[Point-per-instance localization data]
________

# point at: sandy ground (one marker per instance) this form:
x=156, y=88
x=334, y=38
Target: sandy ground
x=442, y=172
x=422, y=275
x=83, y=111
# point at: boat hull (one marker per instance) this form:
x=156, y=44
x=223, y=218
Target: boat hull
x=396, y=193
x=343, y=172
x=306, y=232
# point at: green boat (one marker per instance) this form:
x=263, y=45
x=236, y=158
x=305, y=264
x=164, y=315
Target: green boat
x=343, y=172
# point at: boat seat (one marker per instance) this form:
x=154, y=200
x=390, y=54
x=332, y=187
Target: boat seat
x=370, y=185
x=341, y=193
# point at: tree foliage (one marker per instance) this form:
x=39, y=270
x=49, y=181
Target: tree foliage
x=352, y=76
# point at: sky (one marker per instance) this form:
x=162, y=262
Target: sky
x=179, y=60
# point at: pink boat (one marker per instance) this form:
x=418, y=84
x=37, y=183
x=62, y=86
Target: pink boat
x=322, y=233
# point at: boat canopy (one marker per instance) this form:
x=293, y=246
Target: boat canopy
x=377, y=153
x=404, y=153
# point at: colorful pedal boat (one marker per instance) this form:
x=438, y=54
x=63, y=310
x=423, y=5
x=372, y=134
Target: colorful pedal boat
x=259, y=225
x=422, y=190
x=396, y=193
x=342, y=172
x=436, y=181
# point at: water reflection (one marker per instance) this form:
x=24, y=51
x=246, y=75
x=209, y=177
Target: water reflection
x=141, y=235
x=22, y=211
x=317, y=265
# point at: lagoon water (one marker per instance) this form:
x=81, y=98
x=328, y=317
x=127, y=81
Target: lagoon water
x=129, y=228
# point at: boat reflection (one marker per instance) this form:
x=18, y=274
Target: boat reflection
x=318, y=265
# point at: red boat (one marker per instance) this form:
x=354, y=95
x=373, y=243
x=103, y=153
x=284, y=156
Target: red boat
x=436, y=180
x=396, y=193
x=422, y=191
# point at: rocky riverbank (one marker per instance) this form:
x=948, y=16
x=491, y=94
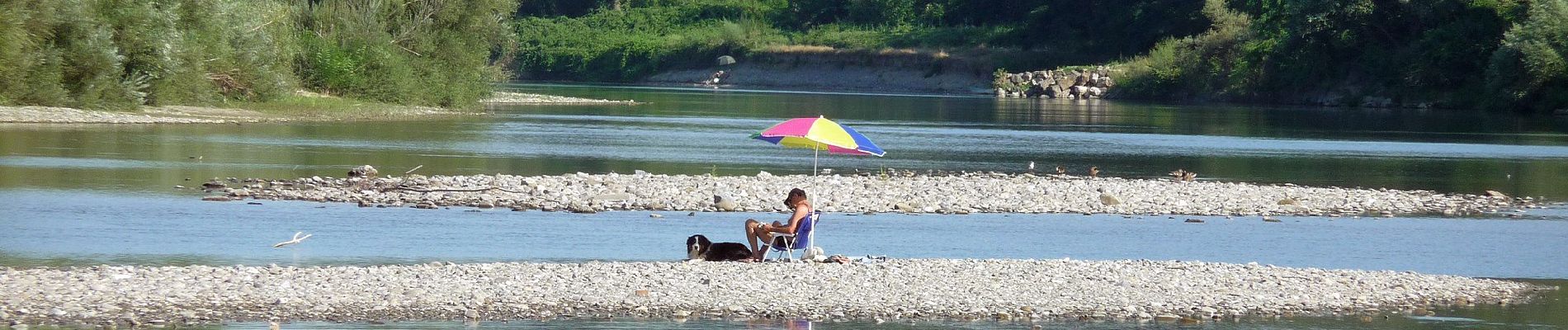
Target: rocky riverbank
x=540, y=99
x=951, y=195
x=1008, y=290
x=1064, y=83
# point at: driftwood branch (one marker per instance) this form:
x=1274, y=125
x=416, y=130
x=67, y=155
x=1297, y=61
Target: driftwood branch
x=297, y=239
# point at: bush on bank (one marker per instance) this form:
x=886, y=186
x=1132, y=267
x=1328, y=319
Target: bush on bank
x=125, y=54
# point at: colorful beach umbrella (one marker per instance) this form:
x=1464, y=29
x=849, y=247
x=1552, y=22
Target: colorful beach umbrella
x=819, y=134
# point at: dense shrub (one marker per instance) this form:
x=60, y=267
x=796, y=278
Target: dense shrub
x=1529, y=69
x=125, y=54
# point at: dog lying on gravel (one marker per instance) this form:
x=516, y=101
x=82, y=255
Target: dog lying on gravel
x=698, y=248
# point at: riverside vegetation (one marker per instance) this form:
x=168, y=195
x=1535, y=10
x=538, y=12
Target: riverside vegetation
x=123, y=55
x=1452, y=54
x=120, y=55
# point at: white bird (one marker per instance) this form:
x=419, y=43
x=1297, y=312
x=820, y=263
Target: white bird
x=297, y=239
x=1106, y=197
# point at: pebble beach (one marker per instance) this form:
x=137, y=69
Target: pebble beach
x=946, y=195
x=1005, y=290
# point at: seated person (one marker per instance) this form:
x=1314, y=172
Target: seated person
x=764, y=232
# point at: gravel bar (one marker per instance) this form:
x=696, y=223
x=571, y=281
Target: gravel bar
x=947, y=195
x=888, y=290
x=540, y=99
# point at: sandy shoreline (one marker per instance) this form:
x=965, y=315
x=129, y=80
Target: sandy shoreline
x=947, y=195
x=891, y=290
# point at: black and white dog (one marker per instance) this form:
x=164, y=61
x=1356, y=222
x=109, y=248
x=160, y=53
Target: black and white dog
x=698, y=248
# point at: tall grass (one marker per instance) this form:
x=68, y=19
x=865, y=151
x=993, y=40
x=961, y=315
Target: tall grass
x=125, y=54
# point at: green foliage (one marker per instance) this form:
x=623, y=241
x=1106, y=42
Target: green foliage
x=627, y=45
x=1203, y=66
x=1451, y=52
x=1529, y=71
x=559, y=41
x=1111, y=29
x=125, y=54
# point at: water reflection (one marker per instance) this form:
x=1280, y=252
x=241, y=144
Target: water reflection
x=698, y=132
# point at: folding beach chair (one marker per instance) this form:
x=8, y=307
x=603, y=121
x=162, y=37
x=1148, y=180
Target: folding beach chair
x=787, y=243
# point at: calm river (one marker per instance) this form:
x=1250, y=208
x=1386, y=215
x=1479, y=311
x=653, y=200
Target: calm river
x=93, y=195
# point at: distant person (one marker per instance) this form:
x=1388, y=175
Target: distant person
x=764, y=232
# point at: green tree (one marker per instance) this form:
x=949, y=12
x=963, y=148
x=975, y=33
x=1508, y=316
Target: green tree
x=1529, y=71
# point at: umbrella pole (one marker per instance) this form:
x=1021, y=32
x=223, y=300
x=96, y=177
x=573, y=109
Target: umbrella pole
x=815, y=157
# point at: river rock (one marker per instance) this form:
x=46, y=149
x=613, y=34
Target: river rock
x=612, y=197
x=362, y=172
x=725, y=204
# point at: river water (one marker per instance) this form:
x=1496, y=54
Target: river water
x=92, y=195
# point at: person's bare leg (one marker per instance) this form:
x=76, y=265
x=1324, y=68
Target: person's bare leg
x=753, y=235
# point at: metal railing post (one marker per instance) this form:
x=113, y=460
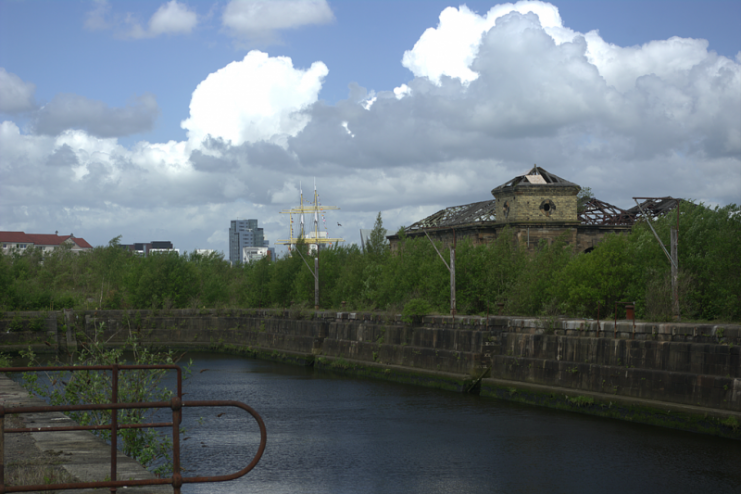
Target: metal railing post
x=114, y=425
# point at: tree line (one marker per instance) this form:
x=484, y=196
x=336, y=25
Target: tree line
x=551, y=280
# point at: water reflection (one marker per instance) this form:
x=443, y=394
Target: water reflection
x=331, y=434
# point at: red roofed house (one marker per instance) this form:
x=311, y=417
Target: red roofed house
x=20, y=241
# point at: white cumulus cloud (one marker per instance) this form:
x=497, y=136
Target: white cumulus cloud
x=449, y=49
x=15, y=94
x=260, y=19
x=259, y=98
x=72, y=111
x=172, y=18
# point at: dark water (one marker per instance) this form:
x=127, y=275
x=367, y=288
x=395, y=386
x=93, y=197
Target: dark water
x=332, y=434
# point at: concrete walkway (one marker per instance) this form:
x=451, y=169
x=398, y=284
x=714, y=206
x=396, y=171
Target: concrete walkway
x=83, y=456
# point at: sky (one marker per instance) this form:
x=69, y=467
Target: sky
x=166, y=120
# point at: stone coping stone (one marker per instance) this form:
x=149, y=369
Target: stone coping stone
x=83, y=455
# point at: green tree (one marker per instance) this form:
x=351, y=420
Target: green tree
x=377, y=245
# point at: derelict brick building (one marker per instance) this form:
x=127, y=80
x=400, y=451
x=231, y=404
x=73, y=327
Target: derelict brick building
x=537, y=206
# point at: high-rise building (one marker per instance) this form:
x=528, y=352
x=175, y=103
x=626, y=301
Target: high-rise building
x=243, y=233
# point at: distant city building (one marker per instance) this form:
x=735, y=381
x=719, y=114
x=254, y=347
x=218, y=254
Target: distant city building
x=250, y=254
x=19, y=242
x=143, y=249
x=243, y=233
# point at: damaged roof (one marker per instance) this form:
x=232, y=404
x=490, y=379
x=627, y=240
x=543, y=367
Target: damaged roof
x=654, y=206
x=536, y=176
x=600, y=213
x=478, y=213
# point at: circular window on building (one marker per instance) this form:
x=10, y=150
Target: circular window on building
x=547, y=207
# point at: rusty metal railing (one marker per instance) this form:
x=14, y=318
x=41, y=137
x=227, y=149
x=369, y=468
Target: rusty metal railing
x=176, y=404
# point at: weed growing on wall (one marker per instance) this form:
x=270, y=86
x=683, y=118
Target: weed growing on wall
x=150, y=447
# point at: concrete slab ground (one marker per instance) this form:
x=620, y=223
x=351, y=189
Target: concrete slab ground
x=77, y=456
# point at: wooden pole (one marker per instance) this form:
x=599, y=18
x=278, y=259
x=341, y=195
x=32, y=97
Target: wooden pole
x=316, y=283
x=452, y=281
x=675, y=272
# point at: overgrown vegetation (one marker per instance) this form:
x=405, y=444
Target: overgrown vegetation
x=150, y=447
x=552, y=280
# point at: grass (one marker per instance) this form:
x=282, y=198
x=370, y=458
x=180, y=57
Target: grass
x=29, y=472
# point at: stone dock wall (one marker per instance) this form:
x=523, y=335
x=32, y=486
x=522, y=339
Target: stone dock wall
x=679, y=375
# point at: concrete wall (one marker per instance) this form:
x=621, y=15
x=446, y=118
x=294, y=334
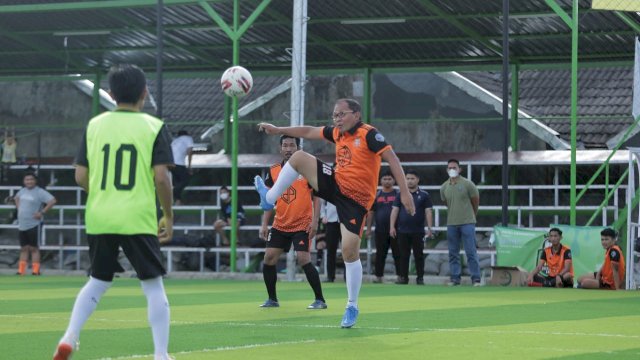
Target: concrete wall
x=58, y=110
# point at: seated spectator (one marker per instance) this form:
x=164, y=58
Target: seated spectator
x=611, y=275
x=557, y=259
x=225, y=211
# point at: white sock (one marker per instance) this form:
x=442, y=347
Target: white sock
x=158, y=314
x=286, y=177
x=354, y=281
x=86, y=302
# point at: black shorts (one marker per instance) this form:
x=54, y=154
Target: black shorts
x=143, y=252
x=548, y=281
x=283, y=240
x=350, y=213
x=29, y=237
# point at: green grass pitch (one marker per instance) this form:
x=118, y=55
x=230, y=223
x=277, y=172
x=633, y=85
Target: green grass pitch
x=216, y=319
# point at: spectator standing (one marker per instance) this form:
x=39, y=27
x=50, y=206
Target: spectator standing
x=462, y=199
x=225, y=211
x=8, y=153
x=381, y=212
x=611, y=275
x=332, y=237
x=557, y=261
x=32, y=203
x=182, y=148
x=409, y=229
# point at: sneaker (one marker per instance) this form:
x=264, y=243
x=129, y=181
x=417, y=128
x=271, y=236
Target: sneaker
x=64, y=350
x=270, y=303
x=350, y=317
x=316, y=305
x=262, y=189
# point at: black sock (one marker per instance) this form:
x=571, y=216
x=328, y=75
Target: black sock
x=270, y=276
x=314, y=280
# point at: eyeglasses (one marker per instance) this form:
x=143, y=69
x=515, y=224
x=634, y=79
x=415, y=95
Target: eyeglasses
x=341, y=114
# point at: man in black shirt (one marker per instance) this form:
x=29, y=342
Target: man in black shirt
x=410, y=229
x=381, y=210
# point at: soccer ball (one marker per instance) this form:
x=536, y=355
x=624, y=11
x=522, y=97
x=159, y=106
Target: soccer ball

________

TASK INSTRUCTIONS: Verbatim transcription needed, from the opening line of the entries above through the line containing "x=1328, y=319"; pictures do not belong in it.

ANSWER TO THIS TASK:
# point at: sandy ground (one marker per instance) this form:
x=156, y=88
x=334, y=38
Target: sandy ground
x=442, y=172
x=422, y=275
x=83, y=111
# point at: boat hull (one marker per instance) this form:
x=156, y=44
x=223, y=218
Target: boat hull
x=396, y=193
x=343, y=172
x=306, y=232
# point at: green boat (one marker per instance) this form:
x=263, y=45
x=236, y=158
x=305, y=264
x=164, y=315
Target: green boat
x=343, y=172
# point at: boat seat (one marker per instance) this form:
x=154, y=200
x=390, y=54
x=332, y=187
Target: boat seat
x=370, y=185
x=341, y=193
# point at: tree foliage (one marker per instance) this form:
x=39, y=270
x=49, y=181
Target: tree foliage
x=352, y=76
# point at: sky (one marker per instance) this form:
x=162, y=262
Target: sky
x=179, y=60
# point at: pink boat (one marker per instance) this form:
x=418, y=84
x=37, y=183
x=62, y=86
Target: pink boat
x=322, y=233
# point at: boat canopy (one marker per instance) this form:
x=293, y=246
Target: boat canopy
x=377, y=153
x=404, y=153
# point at: colorful pedal boat (one marker per instance) this form:
x=438, y=54
x=63, y=310
x=423, y=5
x=372, y=134
Target: colorful pedal boat
x=259, y=225
x=422, y=190
x=396, y=193
x=342, y=172
x=436, y=181
# point at: water reflection (one marker per instance) this form:
x=24, y=51
x=246, y=75
x=209, y=177
Target: water reflection
x=141, y=235
x=22, y=211
x=317, y=265
# point at: lagoon water (one marker per instance) this form:
x=81, y=98
x=328, y=317
x=127, y=81
Target: lagoon water
x=129, y=228
# point at: boat reflection (one marker per instance) this form:
x=18, y=274
Target: boat reflection
x=318, y=265
# point at: red boat (one marker per instance) this form:
x=354, y=95
x=373, y=243
x=103, y=153
x=284, y=156
Target: red boat
x=436, y=180
x=396, y=193
x=422, y=191
# point at: rocky riverbank (one marker per instance) this form:
x=948, y=16
x=491, y=94
Target: rocky riverbank
x=540, y=99
x=951, y=195
x=1008, y=290
x=1064, y=83
# point at: driftwood branch (one marker per instance) this form:
x=1274, y=125
x=416, y=130
x=67, y=155
x=1297, y=61
Target: driftwood branch
x=297, y=239
# point at: bush on bank (one marker per instance) this form:
x=886, y=186
x=1132, y=267
x=1328, y=319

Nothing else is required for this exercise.